_WHAT NEEDS TO BE DONE:_ Copy the entries below word for word, minus the pictures.

----- DATA SHOWN -----

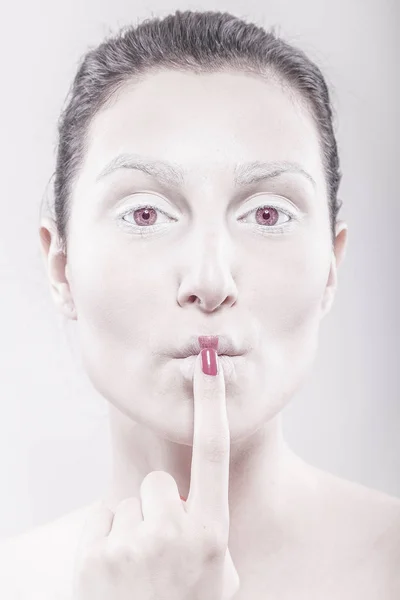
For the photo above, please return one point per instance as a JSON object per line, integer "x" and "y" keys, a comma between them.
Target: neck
{"x": 264, "y": 475}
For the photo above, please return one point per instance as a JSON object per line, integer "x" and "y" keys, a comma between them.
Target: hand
{"x": 177, "y": 551}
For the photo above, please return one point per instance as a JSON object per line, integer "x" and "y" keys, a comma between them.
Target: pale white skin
{"x": 207, "y": 270}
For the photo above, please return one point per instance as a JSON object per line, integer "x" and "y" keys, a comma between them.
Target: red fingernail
{"x": 209, "y": 361}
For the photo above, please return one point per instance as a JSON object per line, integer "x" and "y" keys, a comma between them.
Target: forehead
{"x": 204, "y": 122}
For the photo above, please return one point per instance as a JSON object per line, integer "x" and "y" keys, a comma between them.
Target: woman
{"x": 196, "y": 195}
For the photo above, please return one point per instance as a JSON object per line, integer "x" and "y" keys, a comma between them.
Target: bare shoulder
{"x": 365, "y": 524}
{"x": 38, "y": 564}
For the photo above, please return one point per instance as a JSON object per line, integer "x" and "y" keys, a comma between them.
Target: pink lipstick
{"x": 208, "y": 341}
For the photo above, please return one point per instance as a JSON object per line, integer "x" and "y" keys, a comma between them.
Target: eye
{"x": 145, "y": 219}
{"x": 267, "y": 217}
{"x": 144, "y": 216}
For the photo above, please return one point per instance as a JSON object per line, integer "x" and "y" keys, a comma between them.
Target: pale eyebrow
{"x": 171, "y": 174}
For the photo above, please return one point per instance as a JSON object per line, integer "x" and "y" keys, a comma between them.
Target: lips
{"x": 223, "y": 344}
{"x": 208, "y": 341}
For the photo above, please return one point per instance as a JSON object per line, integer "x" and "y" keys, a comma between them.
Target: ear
{"x": 56, "y": 265}
{"x": 338, "y": 254}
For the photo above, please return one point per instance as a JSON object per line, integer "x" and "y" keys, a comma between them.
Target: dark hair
{"x": 200, "y": 42}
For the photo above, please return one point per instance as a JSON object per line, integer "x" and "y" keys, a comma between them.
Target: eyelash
{"x": 263, "y": 228}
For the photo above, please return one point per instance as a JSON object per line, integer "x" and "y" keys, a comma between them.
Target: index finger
{"x": 209, "y": 483}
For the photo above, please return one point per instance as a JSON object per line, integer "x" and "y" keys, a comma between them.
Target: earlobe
{"x": 56, "y": 267}
{"x": 337, "y": 257}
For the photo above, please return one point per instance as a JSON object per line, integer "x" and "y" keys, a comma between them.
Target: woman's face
{"x": 205, "y": 258}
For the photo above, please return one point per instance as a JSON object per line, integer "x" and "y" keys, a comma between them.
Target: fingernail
{"x": 209, "y": 361}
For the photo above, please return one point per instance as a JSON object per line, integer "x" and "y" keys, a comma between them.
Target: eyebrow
{"x": 171, "y": 174}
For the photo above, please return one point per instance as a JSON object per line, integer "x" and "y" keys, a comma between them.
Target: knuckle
{"x": 215, "y": 541}
{"x": 215, "y": 447}
{"x": 117, "y": 554}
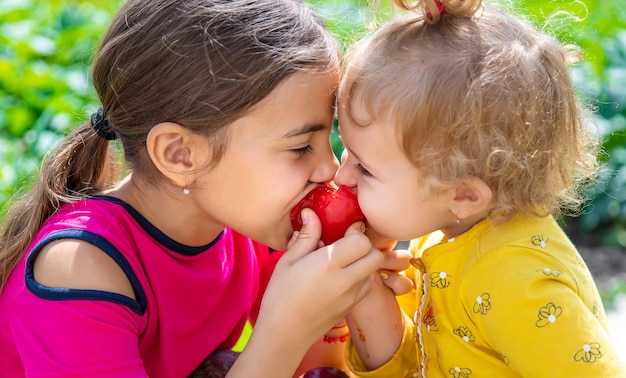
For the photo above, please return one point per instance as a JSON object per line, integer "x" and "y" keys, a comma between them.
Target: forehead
{"x": 301, "y": 99}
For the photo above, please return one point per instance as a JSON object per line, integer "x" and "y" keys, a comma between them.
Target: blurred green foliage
{"x": 46, "y": 48}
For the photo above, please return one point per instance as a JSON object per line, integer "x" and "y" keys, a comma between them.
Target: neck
{"x": 171, "y": 212}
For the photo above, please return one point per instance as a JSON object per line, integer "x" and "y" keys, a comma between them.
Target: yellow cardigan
{"x": 511, "y": 300}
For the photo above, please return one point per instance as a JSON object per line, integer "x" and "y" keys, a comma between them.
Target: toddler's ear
{"x": 473, "y": 196}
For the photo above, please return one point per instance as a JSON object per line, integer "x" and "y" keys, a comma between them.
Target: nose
{"x": 326, "y": 167}
{"x": 345, "y": 175}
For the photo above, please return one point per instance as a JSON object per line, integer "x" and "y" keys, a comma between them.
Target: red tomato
{"x": 337, "y": 209}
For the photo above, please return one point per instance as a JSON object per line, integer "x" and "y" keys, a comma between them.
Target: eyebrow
{"x": 304, "y": 130}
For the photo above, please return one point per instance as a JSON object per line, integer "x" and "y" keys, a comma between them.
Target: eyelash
{"x": 303, "y": 151}
{"x": 362, "y": 170}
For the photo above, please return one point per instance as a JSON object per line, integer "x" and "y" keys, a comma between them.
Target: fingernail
{"x": 418, "y": 263}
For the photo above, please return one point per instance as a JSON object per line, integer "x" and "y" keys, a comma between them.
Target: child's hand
{"x": 311, "y": 289}
{"x": 396, "y": 261}
{"x": 392, "y": 271}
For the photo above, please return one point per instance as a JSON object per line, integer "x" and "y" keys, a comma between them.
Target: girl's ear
{"x": 170, "y": 147}
{"x": 473, "y": 196}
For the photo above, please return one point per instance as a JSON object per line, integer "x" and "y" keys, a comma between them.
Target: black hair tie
{"x": 102, "y": 126}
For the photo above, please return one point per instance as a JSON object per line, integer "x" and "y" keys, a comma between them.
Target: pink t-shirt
{"x": 190, "y": 300}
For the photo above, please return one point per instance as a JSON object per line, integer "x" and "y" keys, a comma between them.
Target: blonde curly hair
{"x": 476, "y": 91}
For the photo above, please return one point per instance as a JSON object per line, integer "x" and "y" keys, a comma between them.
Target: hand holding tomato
{"x": 337, "y": 209}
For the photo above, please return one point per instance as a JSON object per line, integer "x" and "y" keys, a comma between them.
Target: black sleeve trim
{"x": 139, "y": 305}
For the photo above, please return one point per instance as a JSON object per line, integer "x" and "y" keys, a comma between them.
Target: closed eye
{"x": 362, "y": 170}
{"x": 303, "y": 151}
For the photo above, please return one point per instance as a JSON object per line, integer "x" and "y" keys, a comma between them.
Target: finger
{"x": 397, "y": 260}
{"x": 307, "y": 239}
{"x": 353, "y": 246}
{"x": 380, "y": 241}
{"x": 397, "y": 282}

-----

_WRITTEN SOLUTION:_
For the photo above, please return one point per instance as a JSON object per line, integer "x" and "y" keys, a comma between them.
Target: neck
{"x": 264, "y": 475}
For the photo above, please return one point per instance as a JSON object per line, integer "x" and "y" keys, a comma between them.
Target: hand
{"x": 177, "y": 551}
For the photo above, please return one point per instance as a JSON object per line, integer "x" and "y" keys, a comma between them.
Target: pale white skin
{"x": 207, "y": 270}
For the photo above, please return one point per instance as a JSON object per line, integer "x" and "y" keys, a comma between them.
Target: red fingernail
{"x": 209, "y": 361}
For the photo above, please return one point per instance as a JSON object per line, integer "x" and "y" keys, a comma between them.
Target: forehead
{"x": 204, "y": 122}
For the photo above, please return one point per instance as a JSON object per line, integer "x" and "y" keys, a comma between them.
Target: woman
{"x": 196, "y": 195}
For the photo above, please return one point per instance as a JSON object per line, integer "x" and "y" keys, a comma between them.
Target: bare shoulder
{"x": 365, "y": 524}
{"x": 38, "y": 564}
For the photo above, please return one point per instance as a JSON object per line, integer "x" and "y" keys, a comma between them.
Target: pink lipstick
{"x": 208, "y": 341}
For the photo above, please return one point per instance as a JSON object per line, integer "x" and "y" keys, a comma between them.
Target: eye
{"x": 145, "y": 219}
{"x": 267, "y": 217}
{"x": 144, "y": 216}
For the photo above, please return one point per instance as a JSON object per line, integer "x" and "y" keys, a comma between them.
Target: pale eyebrow
{"x": 171, "y": 174}
For the photo above, please return one point per instance as a JSON object per line, integer "x" and "y" keys, a comma between them.
Target: lips
{"x": 223, "y": 344}
{"x": 208, "y": 341}
For the photo above, please return one point per instance as a JSON object per line, integer "x" and "y" keys, a comma between them.
Target: ear
{"x": 56, "y": 265}
{"x": 338, "y": 254}
For the photo above, please return one point per instance as a JSON object per line, integer "x" and "y" keys, a comma between them.
Target: dark hair
{"x": 200, "y": 42}
For the photo above, please return one point per instance as a JSON object per line, integer "x" and "y" keys, a comma between them.
Target: eyelash
{"x": 263, "y": 228}
For the photo above, please return one point per instance as a JSON object per line, integer "x" and "y" keys, a comma between them.
Target: index finger
{"x": 209, "y": 483}
For the photo above, please return one point per instance as a JSON object per line, integer "x" and "y" keys, a comma between them.
Target: earlobe
{"x": 56, "y": 267}
{"x": 337, "y": 257}
For the photo above, please return one point per instance as a JSON object per line, integer "x" and "y" keys, a comma between them.
Target: woman's face
{"x": 205, "y": 258}
For the photo above, please return one point per instance as a JSON object per line, integer "x" and "y" keys, a comma between them.
Target: fingernail
{"x": 209, "y": 361}
For the photo above, please return one point per instance as a JSON object per line, integer "x" and "y" keys, a comma between them.
Target: eyebrow
{"x": 171, "y": 174}
For the photo above, please return one point per instance as a JSON object per line, integer "x" and "y" keys, a comma between them.
Target: knuckle
{"x": 215, "y": 541}
{"x": 215, "y": 447}
{"x": 117, "y": 554}
For the photo above, please return one point per instance as a JSON object per line, integer "x" and "y" keys, a comma between them.
Target: forehead
{"x": 301, "y": 99}
For the photo above, please return one point per instance as a JSON object per line, integer "x" and "y" keys, a comma between them.
Target: blurred green foliage
{"x": 46, "y": 48}
For the photo above, please return one point per instance as a JSON object per line, integer "x" and "y" keys, a comma between them.
Target: neck
{"x": 171, "y": 212}
For the photo above, please return one point per instance as a JSON object per line, integer "x" and "y" keys, a comma between them.
Target: yellow cardigan
{"x": 511, "y": 300}
For the photo above, please return one point per instance as a JSON object per line, integer "x" and "y" keys, a comma between them.
Target: toddler's ear
{"x": 473, "y": 196}
For the photo above, please return one point per instance as a JSON object per line, integer "x" and "y" keys, a comma between them.
Target: nose
{"x": 326, "y": 167}
{"x": 345, "y": 175}
For the photo above, please return one point per instance as a JSON object per line, integer "x" and "y" keys, a comma between them.
Target: red tomato
{"x": 337, "y": 209}
For the photo above, please return one point per instance as a JSON object per line, integer "x" and "y" keys, a comma between them.
Target: eyebrow
{"x": 304, "y": 130}
For the photo above, please return one point per instance as a JSON object per line, integer "x" and "y" keys, a comma between them.
Target: eyelash
{"x": 303, "y": 151}
{"x": 362, "y": 170}
For the photo above, please return one point per instance as a JSON object per line, integer "x" and "y" keys, a comma between them.
Target: fingernail
{"x": 418, "y": 263}
For the photo above, please return one point per instance as a JSON object per line, integer "x" and "y" keys, a comma between them.
Target: child's hand
{"x": 311, "y": 289}
{"x": 396, "y": 261}
{"x": 392, "y": 271}
For the photo above, please return one point per instance as a JSON object per line, integer "x" and "y" keys, a comma between them.
Target: girl's ear
{"x": 170, "y": 147}
{"x": 473, "y": 196}
For the photo above, please return one point per instance as a JSON object per line, integer "x" and "y" keys, a comma between them.
Target: black hair tie
{"x": 102, "y": 126}
For the photo above, please return one point per instance as a JSON object per line, integer "x" and "y" keys, a comma between them.
Target: pink t-shirt
{"x": 190, "y": 300}
For the photo above, please return one point per instance as a JSON object per line, integer "x" and "y" keys, a comma between them.
Target: blonde curly hair
{"x": 476, "y": 91}
For the photo above, please return one point per instance as a JSON object per line, integer "x" and "y" keys, a comma between them.
Target: hand holding tomato
{"x": 337, "y": 209}
For the photo above, please return one point per instance as a JSON object per line, integer "x" and "y" keys, a comma between them.
Target: black sleeve trim
{"x": 139, "y": 305}
For the photo above, please return one point per instance as a JSON object per line, integer "x" and "y" keys, a comma between them.
Target: closed eye
{"x": 362, "y": 170}
{"x": 303, "y": 151}
For the photo above, please return one point per instance as a JSON object per line, integer "x" and "y" keys, a comma between them.
Target: finger
{"x": 397, "y": 260}
{"x": 307, "y": 239}
{"x": 353, "y": 246}
{"x": 380, "y": 241}
{"x": 397, "y": 282}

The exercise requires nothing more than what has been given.